> The tasks:
1: According to the compute backend page, which Docker client library did the Container Service adopt in version 3.0.0?
2: Condense the paragraph of the compute backend page that begins "But that library maintainer" into a short bulleted list that keeps its main facts.
3: Reproduce the passage of the compute backend page from "We switched the" up to and including "no changes needed.", word for word.

> Reading text:
◇ ◇ ◇ ◇ ◇
Configuring a Compute Backend
All Container Service site configuration screens are available via the top navigation under Administer > Plugin Settings
A Note About Our Docker Library
Originally we used the spotify/docker-client library to wrap the docker remote API in java method calls. They stopped updating that and put out their final release v6.1.1 in 2016.
We switched the Container Service to use a fork of that client, dmandalidis/docker-client in CS version 3.0.0. Given that this was a fork of the client we already used, it was a simple drop-in replacement with no changes needed.
But that library maintainer did continue to make changes. In 2023 they released a major version upgrade, v7.0.0, which dropped support for Java 8. That is the version of Java we use in XNAT (at time of writing) so this change meant we weren't able to update our version of this library. That was fine for a while...
...Until version 25 of the docker engine, in which they made an API change which caused an error in the version we used of docker-client
. The library (presumably) fixed their issue but we weren't able to use that fix because our version of the library was frozen by their decision to drop Java 8 support.
◇ ◇ ◇ ◇ ◇
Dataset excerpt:
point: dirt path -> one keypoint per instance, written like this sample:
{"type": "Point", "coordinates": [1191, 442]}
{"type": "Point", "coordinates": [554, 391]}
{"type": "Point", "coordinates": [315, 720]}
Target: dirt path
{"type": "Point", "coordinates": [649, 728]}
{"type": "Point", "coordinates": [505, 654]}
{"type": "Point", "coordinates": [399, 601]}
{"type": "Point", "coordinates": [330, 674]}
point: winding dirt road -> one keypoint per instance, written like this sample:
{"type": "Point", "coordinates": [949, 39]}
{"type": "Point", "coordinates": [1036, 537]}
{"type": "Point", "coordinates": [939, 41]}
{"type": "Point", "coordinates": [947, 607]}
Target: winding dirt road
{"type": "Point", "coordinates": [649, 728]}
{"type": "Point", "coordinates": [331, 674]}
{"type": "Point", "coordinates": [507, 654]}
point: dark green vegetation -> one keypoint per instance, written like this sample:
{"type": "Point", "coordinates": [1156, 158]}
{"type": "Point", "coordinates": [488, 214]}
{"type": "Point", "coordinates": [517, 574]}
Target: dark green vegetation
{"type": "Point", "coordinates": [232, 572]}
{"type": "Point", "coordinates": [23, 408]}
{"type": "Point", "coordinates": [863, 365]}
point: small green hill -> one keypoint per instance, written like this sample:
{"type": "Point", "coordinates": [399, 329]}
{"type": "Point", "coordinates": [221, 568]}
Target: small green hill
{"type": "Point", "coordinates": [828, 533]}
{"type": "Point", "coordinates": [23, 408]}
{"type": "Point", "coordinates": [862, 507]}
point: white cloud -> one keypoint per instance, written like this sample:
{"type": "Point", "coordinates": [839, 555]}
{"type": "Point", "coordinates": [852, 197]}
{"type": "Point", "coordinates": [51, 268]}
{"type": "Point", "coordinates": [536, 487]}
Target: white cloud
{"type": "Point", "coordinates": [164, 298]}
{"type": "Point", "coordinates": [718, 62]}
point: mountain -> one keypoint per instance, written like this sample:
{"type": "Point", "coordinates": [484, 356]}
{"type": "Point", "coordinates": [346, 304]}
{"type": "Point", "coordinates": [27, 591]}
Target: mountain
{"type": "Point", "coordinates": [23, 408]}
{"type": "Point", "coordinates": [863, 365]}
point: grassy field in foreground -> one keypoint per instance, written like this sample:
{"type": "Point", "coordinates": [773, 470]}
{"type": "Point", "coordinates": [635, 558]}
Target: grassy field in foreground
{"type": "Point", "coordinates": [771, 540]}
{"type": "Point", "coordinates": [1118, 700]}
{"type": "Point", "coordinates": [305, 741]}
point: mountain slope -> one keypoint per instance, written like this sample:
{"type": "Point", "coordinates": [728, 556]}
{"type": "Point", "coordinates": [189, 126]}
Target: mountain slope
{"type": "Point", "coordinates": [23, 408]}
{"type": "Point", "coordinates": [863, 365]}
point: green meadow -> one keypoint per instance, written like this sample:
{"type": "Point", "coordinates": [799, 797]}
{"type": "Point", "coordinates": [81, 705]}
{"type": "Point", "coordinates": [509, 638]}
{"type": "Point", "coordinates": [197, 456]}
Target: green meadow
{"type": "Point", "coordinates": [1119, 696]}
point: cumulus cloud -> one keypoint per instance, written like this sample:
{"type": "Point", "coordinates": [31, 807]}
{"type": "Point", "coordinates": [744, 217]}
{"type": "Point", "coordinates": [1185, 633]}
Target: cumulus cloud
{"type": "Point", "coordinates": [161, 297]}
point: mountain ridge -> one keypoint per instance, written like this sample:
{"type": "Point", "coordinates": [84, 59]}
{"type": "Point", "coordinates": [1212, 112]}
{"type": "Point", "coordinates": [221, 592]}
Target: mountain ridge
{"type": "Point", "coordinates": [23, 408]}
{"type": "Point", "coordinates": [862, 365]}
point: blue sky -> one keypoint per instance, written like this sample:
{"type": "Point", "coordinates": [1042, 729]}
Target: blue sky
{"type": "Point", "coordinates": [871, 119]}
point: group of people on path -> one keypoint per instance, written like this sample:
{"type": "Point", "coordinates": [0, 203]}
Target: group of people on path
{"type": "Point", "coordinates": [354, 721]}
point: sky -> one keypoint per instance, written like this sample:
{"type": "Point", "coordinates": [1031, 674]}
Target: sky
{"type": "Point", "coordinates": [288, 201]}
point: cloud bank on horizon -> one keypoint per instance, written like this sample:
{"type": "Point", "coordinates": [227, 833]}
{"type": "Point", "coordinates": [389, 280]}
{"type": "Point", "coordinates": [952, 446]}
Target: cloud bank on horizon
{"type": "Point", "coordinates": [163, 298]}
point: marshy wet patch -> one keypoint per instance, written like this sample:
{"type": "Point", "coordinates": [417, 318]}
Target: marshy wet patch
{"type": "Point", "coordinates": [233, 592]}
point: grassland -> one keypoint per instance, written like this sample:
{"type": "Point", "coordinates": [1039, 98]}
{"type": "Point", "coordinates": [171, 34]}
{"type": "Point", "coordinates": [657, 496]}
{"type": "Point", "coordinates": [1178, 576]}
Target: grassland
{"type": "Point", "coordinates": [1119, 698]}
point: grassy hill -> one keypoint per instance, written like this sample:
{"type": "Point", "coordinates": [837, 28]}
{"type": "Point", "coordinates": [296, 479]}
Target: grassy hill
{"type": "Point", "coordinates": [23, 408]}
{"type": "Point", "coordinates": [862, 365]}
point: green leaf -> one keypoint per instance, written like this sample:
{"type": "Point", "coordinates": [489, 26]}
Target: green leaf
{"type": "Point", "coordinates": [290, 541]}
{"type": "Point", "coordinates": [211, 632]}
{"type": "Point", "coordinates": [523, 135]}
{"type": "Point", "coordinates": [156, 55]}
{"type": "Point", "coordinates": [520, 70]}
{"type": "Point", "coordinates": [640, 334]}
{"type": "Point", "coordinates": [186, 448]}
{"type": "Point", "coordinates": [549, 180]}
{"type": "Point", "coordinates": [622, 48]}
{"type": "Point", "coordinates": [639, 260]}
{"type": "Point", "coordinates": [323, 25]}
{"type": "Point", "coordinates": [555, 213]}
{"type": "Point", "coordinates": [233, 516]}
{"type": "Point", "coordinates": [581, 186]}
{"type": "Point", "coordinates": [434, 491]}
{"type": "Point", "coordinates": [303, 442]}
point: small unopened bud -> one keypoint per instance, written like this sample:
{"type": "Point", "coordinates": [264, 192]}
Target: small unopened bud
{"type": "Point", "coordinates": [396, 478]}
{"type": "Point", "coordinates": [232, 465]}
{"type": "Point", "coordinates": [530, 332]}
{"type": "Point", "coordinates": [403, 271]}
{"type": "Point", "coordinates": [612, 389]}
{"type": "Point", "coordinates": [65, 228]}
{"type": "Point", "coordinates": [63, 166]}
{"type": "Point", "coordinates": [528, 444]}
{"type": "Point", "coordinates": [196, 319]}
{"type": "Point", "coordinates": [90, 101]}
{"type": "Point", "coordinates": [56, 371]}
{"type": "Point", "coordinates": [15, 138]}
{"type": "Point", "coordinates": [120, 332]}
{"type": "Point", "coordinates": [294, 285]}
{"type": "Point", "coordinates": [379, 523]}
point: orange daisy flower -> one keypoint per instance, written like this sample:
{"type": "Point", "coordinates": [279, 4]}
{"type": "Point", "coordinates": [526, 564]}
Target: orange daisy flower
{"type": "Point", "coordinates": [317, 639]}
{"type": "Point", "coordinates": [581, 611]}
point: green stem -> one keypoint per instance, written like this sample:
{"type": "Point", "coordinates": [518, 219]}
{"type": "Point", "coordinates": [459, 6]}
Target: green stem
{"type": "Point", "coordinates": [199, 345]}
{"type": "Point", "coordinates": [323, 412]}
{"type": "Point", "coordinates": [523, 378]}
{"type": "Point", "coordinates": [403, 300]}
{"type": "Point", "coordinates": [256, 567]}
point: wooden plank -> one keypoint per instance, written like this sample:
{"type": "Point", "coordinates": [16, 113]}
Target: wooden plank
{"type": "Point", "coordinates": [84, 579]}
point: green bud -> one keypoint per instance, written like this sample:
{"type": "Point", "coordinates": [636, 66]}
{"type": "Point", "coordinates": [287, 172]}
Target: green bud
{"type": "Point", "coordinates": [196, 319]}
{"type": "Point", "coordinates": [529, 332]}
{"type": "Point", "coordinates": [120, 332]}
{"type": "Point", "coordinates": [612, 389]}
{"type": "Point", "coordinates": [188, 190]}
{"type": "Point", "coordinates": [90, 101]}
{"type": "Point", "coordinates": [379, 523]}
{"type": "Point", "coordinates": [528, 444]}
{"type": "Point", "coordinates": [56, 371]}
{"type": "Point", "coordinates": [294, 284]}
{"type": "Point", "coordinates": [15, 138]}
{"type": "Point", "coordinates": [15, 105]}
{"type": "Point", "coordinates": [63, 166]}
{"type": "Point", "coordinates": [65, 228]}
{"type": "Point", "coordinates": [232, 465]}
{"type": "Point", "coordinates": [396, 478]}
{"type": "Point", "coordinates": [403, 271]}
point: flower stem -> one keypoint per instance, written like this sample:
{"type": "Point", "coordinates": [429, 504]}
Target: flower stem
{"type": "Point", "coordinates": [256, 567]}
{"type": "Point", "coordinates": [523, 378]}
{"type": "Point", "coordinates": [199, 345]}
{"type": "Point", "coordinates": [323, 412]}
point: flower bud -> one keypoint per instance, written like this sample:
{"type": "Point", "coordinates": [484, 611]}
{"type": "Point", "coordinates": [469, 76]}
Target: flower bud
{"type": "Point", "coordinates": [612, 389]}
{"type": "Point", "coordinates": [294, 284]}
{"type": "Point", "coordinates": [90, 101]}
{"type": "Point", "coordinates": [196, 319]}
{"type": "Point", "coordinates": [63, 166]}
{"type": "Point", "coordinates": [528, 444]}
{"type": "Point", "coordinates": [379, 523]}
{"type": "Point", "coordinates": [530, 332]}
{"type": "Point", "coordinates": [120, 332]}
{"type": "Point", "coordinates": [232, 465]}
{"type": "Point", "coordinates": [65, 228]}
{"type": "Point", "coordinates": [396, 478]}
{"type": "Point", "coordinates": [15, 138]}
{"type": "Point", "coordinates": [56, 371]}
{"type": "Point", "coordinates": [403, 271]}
◇ ◇ ◇ ◇ ◇
> Exercise responses:
1: It adopted dmandalidis/docker-client, a fork of the spotify/docker-client library.

2:
- The maintainer of the library continued to make changes.
- In 2023, major version v7.0.0 was released, dropping support for Java 8.
- XNAT used Java 8 at the time of writing, so the library could not be updated.
- This was acceptable for a while.

3:
We switched the Container Service to use a fork of that client, dmandalidis/docker-client in CS version 3.0.0. Given that this was a fork of the client we already used, it was a simple drop-in replacement with no changes needed.